**DATASET RECORDS**
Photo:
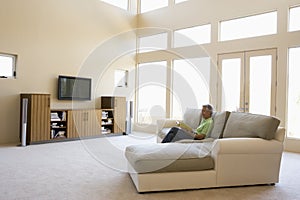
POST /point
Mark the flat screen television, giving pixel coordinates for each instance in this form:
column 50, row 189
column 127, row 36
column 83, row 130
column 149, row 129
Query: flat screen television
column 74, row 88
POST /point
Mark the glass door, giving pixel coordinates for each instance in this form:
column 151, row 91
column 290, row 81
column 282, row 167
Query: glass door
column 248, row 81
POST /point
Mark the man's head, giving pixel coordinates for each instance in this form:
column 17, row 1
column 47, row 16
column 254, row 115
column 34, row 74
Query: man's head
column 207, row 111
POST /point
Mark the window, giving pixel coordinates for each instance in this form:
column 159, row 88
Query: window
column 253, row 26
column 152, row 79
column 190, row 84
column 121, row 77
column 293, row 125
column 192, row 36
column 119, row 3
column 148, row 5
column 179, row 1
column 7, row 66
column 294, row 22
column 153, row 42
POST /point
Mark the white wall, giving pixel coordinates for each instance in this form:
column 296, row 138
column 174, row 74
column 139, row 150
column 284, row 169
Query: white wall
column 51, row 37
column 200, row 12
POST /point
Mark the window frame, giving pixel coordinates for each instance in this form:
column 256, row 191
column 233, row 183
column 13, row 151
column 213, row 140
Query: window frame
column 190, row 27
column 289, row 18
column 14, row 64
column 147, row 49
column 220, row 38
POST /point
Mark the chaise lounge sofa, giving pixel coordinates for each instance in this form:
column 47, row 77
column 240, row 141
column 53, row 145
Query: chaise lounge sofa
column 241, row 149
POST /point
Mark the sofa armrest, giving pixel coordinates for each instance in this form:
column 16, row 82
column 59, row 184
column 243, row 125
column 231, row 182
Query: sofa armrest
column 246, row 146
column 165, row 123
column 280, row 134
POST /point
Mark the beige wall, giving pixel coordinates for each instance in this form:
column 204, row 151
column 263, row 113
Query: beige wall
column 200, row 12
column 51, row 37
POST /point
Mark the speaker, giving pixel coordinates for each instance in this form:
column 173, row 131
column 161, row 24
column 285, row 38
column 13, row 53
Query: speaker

**WORK TO COMPLETE**
Copy all of the entries above word for word, leaving out the pictures.

**TASK ANSWER**
Photo:
POST /point
Mark the flat screen television, giving pixel coordinates for each instance in this form:
column 50, row 189
column 127, row 36
column 83, row 130
column 149, row 129
Query: flat screen television
column 74, row 88
POST /point
Mark the glass door, giving pixel coordinates for each instance in this form:
column 151, row 91
column 290, row 81
column 282, row 167
Query: glass door
column 248, row 81
POST /point
Mark the man's head, giving pixel coordinates for each instance in this form:
column 17, row 1
column 47, row 16
column 254, row 115
column 34, row 74
Query: man's head
column 207, row 111
POST /point
Mark the window, giving pixel coordinates for each instance in this form:
column 159, row 88
Query: window
column 253, row 26
column 152, row 79
column 190, row 84
column 121, row 77
column 293, row 125
column 192, row 36
column 119, row 3
column 148, row 5
column 179, row 1
column 7, row 66
column 294, row 22
column 153, row 42
POST /point
Mark the white wall, giving pixel coordinates for each instance in this form:
column 296, row 138
column 174, row 74
column 139, row 150
column 284, row 169
Query: white wall
column 51, row 37
column 200, row 12
POST /point
Mark the window frame, giving pixel coordinates for each instance in this form:
column 256, row 191
column 233, row 183
column 13, row 151
column 213, row 140
Query: window frame
column 190, row 27
column 289, row 18
column 14, row 64
column 147, row 49
column 220, row 38
POST /point
Mark the chaise lounge sofa, giving pixel coordinates for each instance in this form:
column 47, row 77
column 240, row 141
column 53, row 145
Query: chaise lounge sofa
column 241, row 149
POST /point
Mark the sofa armrest, giving pixel coordinates for each instance in this form:
column 16, row 82
column 59, row 184
column 243, row 125
column 231, row 182
Query: sofa armrest
column 246, row 146
column 165, row 123
column 280, row 134
POST /point
Mark the beige wall, giving pixel coordinates for each instance in this form:
column 204, row 151
column 263, row 113
Query: beige wall
column 200, row 12
column 51, row 37
POST /point
Mark the speaker, giving pixel coordinates for each instance in this form:
column 173, row 131
column 161, row 24
column 285, row 38
column 13, row 53
Query: speaker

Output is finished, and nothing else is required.